> _GOALS_
A. In the advice column on donating old computers, why should all personal data be backed up before anything else? Answer in one to three sentences.
B. Pull out every line of the records that contains the string "door", and note that case counts.

> _DOCUMENT TEXT_
◆ ◆ ◆ ◆ ◆

Dear Lifehacker, I have a few old computers I’m planning to donate to charity, but I want to make sure that all of my data is off them before I give them away. I’d rather not pull out the hard drives since they’re so old. How can I make sure they’re clean before giving them away?Signed, Partially Paranoid
Photo by John Carlson.
Dear Partially Paranoid,
First of all, good on you for donating those old computers to charity, and good on you again for making sure they’re clean and ready for use when your recipient gets them. Thankfully, getting them ship-shape for donation is quick and easy, and it won’t take much work to ensure all of your data is off of them before you drop them off. Here’s how:
Step Zero: Back Up Everything
First: make sure all of your personal data is backed up from all of the computers you’re planning to donate. You don’t want to get halfway through the rest of this only to realise that one of those drives may have something important on them. If you haven’t already, back up all of the computers you’re going to donate. If you’re not sure how, check out our guide to backing up your computer .
Step One: Assemble Your Tools
Once you’re sure all of your data is backed up, you’ll need the tools to help you completely and securely wipe the hard drives in the systems you want to donate. Since you didn’t mention whether the systems were Windows PCs, Macs or a combination of both, we’ll cover all the bases here:
Mac OS: If any of the systems you want to give away are Macs, you’ll need a boot disk other than the drive you want to wipe, whether it’s an OS X DVD or another Mac you can boot normally with the Mac you want to donate connected to it.

◆ ◆ ◆ ◆ ◆

> _GIVEN RECORDS_
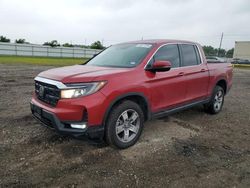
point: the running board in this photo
(178, 109)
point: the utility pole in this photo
(220, 44)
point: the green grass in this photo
(241, 66)
(14, 60)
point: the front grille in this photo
(47, 93)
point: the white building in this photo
(242, 50)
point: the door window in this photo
(189, 55)
(168, 53)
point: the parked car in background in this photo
(215, 59)
(127, 84)
(240, 61)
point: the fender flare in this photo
(123, 96)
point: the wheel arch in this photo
(222, 83)
(139, 98)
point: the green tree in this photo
(4, 39)
(97, 45)
(222, 52)
(53, 43)
(230, 53)
(209, 50)
(68, 45)
(20, 41)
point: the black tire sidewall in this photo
(216, 90)
(111, 124)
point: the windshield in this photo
(121, 55)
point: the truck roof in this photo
(161, 41)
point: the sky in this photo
(116, 21)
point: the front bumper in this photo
(50, 120)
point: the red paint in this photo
(163, 90)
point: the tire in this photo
(216, 103)
(124, 125)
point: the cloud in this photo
(115, 21)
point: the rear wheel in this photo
(124, 124)
(216, 102)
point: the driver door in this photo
(168, 89)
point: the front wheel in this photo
(216, 102)
(124, 124)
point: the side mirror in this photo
(160, 66)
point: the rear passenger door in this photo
(195, 72)
(167, 88)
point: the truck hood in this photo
(79, 73)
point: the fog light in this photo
(79, 126)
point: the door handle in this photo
(203, 70)
(181, 74)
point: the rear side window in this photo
(168, 53)
(189, 55)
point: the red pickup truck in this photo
(115, 92)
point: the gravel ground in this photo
(188, 149)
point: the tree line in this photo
(55, 43)
(208, 50)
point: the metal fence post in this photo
(16, 49)
(32, 50)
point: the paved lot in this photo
(191, 148)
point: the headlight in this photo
(78, 90)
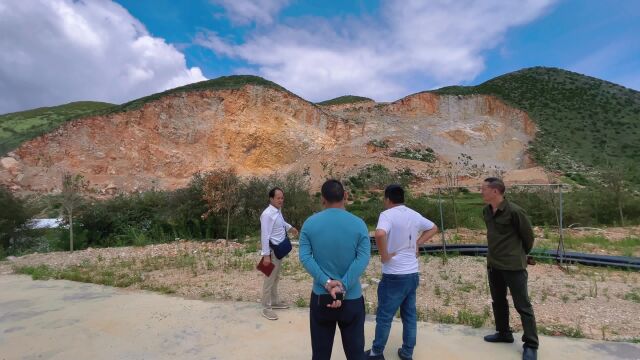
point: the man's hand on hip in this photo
(294, 231)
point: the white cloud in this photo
(412, 45)
(57, 51)
(247, 11)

◆ ◆ ◆ ◆ ◆

> _LIST OF SOLUTIONS_
A. Backing up comes first so you don't get halfway through the process and only then realize that one of the drives may hold something important.

B.
point: the door window in this photo
point: the driver door in this photo
point: the rear passenger door in this photo
point: the door handle in this photo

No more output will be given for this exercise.